→ Exercise
From the line with "205L123 212L132 213L136" through the line with "231L528 247L542 299L536", repeat the entries verbatim, both end lines included, and add nothing.

START Records for processing

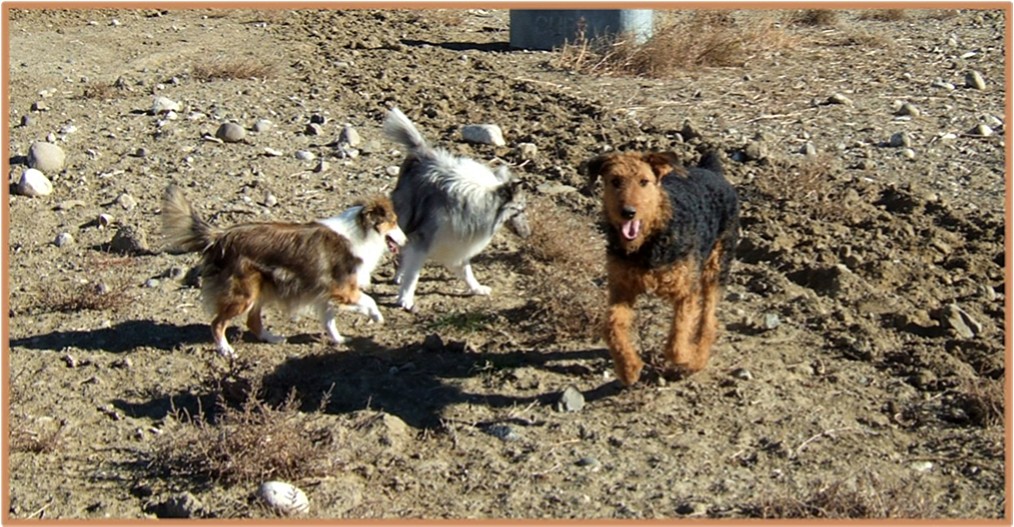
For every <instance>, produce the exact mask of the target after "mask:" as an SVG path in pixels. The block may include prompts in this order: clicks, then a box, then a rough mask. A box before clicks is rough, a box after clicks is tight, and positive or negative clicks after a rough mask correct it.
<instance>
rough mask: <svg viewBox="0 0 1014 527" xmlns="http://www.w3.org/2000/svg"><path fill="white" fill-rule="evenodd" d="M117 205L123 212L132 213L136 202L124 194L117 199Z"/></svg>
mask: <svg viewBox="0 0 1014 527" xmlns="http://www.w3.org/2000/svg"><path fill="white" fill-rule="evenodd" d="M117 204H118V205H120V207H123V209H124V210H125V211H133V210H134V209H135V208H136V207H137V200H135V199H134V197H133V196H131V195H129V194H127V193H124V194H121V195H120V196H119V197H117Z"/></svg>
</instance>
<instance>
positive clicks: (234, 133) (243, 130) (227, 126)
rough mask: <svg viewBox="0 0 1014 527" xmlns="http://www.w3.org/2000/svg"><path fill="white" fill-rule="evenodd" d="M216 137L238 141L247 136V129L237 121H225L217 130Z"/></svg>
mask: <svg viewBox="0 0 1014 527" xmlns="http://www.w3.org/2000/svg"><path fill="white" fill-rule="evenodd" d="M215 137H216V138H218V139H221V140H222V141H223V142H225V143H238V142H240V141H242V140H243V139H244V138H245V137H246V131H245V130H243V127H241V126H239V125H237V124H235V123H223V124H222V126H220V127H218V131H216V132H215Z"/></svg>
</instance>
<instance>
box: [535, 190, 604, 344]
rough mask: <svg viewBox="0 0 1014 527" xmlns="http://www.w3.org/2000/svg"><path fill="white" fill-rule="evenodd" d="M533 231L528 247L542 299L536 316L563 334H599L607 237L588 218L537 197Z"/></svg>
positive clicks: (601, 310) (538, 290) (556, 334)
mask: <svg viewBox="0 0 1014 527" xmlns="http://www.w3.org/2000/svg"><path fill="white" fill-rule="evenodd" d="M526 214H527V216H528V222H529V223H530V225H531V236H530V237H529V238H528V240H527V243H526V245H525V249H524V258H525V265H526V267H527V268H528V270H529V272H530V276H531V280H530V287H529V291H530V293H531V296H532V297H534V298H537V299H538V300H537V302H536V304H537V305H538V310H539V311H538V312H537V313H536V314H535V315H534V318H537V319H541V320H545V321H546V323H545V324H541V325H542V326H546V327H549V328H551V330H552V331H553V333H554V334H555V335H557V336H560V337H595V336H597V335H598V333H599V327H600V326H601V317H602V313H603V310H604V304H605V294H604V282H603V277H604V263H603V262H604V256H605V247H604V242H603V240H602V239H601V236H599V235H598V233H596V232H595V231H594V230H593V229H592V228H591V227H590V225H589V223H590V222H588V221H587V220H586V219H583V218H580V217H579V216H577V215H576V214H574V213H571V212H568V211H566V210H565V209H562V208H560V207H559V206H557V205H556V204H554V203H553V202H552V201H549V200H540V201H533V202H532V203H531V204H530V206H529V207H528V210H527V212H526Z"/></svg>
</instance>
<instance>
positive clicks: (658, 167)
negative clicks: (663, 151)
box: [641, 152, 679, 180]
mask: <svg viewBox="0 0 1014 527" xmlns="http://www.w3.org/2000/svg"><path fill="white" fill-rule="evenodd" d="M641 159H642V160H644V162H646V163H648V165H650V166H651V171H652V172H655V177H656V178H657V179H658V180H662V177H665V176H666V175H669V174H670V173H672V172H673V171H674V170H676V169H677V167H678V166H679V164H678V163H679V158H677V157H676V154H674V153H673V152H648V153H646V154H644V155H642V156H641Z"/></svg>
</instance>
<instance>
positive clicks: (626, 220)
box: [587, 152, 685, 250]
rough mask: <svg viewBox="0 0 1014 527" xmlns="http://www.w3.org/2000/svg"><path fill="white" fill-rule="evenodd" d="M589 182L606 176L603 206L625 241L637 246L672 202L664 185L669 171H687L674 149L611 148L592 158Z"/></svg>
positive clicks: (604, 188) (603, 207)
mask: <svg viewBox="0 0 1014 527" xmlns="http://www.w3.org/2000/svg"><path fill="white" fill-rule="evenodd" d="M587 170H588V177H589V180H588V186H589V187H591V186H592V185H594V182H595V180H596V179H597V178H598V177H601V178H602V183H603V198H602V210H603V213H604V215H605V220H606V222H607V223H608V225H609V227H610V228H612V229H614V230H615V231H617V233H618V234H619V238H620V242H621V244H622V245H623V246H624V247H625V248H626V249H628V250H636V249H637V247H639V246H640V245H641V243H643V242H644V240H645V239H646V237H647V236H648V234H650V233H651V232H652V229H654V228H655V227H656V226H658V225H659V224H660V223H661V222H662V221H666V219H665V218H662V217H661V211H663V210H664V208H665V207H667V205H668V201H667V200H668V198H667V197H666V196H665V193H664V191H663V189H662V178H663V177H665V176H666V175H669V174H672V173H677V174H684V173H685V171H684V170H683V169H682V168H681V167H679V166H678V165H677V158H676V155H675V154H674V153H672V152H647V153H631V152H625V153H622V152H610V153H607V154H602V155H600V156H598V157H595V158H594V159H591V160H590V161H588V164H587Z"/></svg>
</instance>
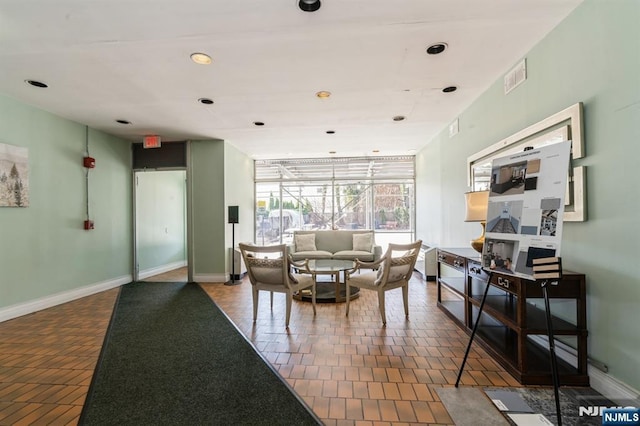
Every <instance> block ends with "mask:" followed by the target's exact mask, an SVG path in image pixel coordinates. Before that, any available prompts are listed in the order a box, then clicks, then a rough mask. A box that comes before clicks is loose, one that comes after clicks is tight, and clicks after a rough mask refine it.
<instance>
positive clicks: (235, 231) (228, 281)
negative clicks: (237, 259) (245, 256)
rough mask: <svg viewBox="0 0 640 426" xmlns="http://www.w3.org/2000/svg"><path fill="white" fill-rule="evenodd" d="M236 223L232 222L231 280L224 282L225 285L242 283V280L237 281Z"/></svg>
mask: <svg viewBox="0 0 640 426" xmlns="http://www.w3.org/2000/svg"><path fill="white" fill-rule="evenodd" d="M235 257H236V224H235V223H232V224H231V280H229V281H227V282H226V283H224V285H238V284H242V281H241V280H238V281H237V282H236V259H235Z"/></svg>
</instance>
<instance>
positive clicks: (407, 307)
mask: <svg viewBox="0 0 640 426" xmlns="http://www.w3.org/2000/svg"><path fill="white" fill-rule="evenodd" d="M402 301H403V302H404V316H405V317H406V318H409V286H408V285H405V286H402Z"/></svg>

END Records for processing
START Records for processing

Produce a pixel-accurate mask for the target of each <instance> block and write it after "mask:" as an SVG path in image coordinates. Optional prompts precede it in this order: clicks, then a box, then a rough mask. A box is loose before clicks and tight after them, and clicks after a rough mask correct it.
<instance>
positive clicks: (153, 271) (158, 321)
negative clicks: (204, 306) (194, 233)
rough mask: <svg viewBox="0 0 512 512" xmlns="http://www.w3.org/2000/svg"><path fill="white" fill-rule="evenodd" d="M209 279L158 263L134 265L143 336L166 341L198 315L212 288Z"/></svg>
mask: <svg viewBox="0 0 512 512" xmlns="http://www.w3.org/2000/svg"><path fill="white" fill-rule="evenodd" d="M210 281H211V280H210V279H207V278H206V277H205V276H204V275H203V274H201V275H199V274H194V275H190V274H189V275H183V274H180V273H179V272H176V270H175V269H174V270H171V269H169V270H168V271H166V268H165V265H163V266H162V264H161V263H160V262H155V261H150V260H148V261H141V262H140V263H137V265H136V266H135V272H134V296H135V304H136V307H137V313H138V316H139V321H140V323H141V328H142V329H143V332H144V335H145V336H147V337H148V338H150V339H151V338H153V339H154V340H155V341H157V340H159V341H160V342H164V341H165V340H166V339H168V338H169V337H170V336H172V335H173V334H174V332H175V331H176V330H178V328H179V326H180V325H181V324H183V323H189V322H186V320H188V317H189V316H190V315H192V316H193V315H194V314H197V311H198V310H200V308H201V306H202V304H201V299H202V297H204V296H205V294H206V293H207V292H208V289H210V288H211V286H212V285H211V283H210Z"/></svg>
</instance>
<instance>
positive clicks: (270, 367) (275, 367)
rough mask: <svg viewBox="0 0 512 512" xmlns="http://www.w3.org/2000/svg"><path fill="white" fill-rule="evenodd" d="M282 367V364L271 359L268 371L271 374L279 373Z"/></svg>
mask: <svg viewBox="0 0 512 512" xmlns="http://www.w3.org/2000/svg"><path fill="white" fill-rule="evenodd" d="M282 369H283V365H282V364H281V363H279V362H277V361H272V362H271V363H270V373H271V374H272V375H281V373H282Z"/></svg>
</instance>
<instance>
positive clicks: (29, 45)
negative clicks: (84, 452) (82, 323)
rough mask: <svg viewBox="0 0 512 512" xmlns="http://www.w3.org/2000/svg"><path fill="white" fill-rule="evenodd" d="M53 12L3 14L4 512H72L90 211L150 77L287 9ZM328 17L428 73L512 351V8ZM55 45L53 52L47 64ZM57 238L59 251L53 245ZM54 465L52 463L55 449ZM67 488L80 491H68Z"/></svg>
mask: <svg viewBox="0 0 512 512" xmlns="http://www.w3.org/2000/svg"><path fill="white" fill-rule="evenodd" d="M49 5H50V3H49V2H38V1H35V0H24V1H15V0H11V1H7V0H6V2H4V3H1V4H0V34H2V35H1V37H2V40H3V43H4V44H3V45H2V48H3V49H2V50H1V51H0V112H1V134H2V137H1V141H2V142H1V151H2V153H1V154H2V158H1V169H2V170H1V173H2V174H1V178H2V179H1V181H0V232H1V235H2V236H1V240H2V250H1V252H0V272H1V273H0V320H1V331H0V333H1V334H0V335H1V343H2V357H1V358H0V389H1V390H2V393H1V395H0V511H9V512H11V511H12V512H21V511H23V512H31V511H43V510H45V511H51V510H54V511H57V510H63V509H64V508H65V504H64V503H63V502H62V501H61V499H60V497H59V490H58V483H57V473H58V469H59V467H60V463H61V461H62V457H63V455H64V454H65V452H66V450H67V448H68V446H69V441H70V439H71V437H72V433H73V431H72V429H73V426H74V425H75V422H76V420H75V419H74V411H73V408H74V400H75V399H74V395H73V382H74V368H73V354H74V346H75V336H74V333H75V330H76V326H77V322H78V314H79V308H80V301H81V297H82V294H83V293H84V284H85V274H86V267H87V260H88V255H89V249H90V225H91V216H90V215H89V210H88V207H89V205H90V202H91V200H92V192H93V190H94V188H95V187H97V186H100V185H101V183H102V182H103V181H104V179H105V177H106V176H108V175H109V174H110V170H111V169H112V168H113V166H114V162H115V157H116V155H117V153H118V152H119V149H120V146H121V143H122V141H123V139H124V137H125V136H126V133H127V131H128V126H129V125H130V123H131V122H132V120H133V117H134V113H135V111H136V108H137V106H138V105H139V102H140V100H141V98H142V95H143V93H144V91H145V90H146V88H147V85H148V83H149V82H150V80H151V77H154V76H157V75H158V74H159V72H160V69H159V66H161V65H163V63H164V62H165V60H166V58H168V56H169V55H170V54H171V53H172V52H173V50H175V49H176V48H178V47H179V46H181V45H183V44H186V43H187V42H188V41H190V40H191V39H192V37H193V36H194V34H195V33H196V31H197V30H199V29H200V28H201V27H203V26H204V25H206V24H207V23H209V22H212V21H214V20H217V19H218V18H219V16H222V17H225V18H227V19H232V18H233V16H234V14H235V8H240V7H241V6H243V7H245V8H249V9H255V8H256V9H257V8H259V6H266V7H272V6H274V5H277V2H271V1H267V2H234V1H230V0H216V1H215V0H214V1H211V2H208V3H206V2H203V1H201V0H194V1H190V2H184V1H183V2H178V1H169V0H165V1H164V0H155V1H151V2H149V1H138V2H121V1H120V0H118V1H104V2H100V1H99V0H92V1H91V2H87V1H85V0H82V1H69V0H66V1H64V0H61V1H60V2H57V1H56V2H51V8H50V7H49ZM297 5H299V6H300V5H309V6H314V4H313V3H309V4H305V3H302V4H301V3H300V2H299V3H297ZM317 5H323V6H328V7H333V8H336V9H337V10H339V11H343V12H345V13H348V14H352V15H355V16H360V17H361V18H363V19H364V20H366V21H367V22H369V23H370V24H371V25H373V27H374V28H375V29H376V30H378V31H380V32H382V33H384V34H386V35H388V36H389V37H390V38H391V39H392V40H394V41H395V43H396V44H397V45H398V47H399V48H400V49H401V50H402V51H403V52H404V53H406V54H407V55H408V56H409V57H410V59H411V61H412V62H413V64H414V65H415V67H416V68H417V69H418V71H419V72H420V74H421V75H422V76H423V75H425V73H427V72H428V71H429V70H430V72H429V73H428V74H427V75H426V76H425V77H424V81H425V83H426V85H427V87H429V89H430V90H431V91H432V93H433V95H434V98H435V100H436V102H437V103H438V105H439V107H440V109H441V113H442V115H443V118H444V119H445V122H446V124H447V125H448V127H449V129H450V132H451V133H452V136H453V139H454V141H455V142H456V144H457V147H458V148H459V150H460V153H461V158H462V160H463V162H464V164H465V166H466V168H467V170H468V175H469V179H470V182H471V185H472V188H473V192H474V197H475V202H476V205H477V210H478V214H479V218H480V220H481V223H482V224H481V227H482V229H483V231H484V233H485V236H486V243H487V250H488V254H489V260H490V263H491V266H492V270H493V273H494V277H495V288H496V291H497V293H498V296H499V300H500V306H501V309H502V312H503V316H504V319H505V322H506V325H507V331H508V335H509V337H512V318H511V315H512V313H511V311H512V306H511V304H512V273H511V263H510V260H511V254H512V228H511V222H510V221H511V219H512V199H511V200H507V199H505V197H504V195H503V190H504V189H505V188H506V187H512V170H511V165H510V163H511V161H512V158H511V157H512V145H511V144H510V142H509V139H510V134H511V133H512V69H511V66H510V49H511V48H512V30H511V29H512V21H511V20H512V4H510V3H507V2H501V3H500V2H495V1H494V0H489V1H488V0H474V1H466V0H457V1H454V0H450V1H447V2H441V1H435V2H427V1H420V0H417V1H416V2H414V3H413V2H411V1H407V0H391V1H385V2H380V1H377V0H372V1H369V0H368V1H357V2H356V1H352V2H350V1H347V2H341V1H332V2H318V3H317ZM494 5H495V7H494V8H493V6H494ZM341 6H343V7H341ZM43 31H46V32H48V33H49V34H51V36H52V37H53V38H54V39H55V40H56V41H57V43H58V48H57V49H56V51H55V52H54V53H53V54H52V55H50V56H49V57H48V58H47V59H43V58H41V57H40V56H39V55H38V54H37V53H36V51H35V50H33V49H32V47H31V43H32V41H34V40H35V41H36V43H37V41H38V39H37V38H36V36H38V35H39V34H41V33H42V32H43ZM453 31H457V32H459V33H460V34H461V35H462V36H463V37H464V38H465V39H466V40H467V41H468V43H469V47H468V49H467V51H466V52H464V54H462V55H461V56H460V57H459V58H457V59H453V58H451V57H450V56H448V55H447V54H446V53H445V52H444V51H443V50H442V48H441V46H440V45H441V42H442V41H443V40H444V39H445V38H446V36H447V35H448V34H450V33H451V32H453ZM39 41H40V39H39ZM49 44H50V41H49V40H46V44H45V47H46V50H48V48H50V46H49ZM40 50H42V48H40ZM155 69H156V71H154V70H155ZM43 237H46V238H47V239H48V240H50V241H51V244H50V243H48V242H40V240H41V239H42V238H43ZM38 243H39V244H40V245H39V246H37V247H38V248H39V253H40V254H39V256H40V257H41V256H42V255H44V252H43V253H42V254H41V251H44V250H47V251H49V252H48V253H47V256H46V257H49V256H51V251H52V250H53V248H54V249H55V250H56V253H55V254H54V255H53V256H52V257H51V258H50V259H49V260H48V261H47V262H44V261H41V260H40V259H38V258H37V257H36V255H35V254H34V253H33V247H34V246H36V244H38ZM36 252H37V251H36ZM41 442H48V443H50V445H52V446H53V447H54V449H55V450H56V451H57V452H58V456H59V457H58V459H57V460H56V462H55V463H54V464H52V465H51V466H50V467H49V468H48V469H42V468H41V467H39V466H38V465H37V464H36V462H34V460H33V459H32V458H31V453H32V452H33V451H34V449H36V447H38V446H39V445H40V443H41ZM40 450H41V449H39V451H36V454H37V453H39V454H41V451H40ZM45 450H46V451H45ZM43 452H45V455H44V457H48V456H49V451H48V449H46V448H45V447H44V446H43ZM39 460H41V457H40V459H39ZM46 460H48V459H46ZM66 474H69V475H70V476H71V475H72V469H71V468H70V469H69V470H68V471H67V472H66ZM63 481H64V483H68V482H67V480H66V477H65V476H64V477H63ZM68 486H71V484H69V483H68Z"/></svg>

END Records for processing

→ Exercise result
rough mask: <svg viewBox="0 0 1014 527" xmlns="http://www.w3.org/2000/svg"><path fill="white" fill-rule="evenodd" d="M117 205L123 212L132 213L136 202L124 194L117 199Z"/></svg>
mask: <svg viewBox="0 0 1014 527" xmlns="http://www.w3.org/2000/svg"><path fill="white" fill-rule="evenodd" d="M117 204H118V205H120V207H123V209H124V210H125V211H133V210H134V209H135V208H136V207H137V200H135V199H134V197H133V196H131V195H129V194H127V193H124V194H121V195H120V196H119V197H117Z"/></svg>
</instance>
<instance>
positive clicks: (234, 133) (243, 130) (227, 126)
rough mask: <svg viewBox="0 0 1014 527" xmlns="http://www.w3.org/2000/svg"><path fill="white" fill-rule="evenodd" d="M216 137L238 141L247 136V129L237 121H225L217 130Z"/></svg>
mask: <svg viewBox="0 0 1014 527" xmlns="http://www.w3.org/2000/svg"><path fill="white" fill-rule="evenodd" d="M215 137H216V138H218V139H221V140H222V141H223V142H225V143H238V142H240V141H242V140H243V139H244V138H245V137H246V131H245V130H243V127H241V126H239V125H237V124H235V123H223V124H222V126H220V127H218V131H216V132H215Z"/></svg>
</instance>
<instance>
box: [535, 190, 604, 344]
rough mask: <svg viewBox="0 0 1014 527" xmlns="http://www.w3.org/2000/svg"><path fill="white" fill-rule="evenodd" d="M533 231L528 247L542 299L536 316L563 334H599L607 237L588 218L537 197Z"/></svg>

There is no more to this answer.